• [Description of the task]:
Report how many lines of the records contain the word "mozzarella", giving only the number. Case counts.

[BEGIN Provided data]

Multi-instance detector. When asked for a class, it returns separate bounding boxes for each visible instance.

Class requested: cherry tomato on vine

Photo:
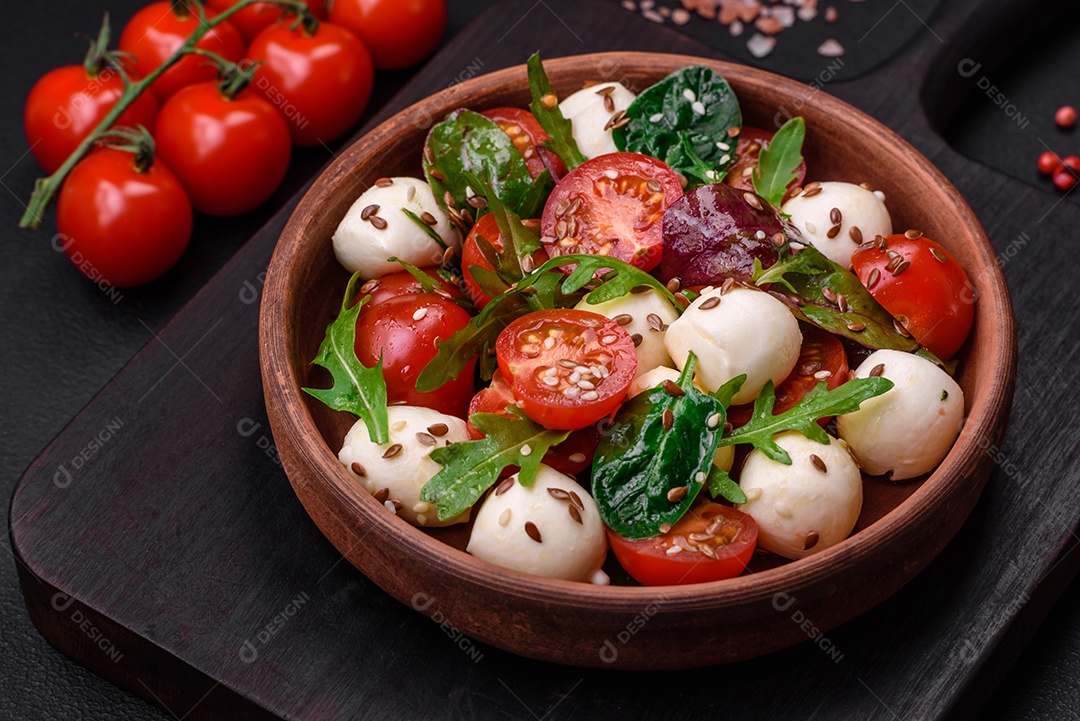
[728,330,848,427]
[724,125,807,200]
[355,293,476,418]
[495,309,637,431]
[56,148,192,288]
[467,368,600,476]
[607,503,757,586]
[247,23,375,146]
[329,0,447,70]
[23,65,158,173]
[120,0,244,101]
[540,152,683,271]
[153,82,293,216]
[851,233,975,359]
[205,0,326,42]
[481,108,567,180]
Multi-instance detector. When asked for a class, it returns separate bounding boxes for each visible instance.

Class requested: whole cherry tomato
[247,18,375,146]
[120,1,244,103]
[23,41,158,173]
[153,82,293,216]
[205,0,326,41]
[329,0,446,70]
[56,148,192,288]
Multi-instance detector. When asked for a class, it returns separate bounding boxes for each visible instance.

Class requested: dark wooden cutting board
[11,0,1080,720]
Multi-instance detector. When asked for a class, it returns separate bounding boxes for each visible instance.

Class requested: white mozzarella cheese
[338,406,469,526]
[467,464,607,583]
[739,431,863,559]
[334,177,461,280]
[836,351,963,480]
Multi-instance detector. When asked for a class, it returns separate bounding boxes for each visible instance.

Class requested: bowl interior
[267,54,1011,593]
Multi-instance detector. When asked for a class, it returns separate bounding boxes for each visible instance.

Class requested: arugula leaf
[719,378,892,465]
[751,118,807,208]
[593,353,724,539]
[526,53,588,171]
[402,208,446,250]
[613,65,742,186]
[420,413,570,520]
[423,110,534,225]
[754,245,919,352]
[302,273,390,444]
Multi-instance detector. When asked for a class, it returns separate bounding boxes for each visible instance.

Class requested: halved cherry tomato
[481,108,567,180]
[607,503,757,586]
[355,293,476,418]
[851,231,975,359]
[467,369,600,476]
[120,0,244,103]
[356,268,464,305]
[728,330,848,427]
[724,125,807,201]
[540,152,683,270]
[461,213,548,308]
[495,309,637,431]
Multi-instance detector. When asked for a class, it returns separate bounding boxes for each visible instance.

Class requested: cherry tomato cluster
[24,0,446,287]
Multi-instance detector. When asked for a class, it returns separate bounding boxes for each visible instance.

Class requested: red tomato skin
[153,82,293,216]
[23,65,158,173]
[205,0,326,42]
[607,503,758,586]
[355,293,476,418]
[120,2,244,103]
[247,23,375,147]
[540,152,683,273]
[329,0,447,70]
[851,233,975,359]
[56,148,192,288]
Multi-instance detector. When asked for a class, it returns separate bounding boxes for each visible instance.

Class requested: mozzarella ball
[664,288,802,404]
[338,406,470,526]
[577,288,678,378]
[558,83,637,159]
[467,464,607,581]
[836,351,963,480]
[334,178,461,280]
[783,182,892,268]
[739,431,863,559]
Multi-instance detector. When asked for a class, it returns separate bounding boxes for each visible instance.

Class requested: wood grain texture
[11,0,1080,720]
[260,53,1016,670]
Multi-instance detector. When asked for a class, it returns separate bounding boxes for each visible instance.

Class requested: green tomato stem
[18,0,313,230]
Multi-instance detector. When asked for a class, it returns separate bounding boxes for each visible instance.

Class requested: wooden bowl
[260,53,1016,669]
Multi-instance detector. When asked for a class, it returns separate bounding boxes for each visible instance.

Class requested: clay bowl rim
[259,52,1016,612]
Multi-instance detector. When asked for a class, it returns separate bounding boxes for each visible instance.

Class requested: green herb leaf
[423,110,534,226]
[613,65,742,186]
[303,273,390,444]
[527,53,588,170]
[402,208,446,250]
[420,413,570,520]
[754,245,919,352]
[593,353,724,539]
[752,118,807,208]
[719,378,892,465]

[END Provided data]

• [Solution to this exercise]:
2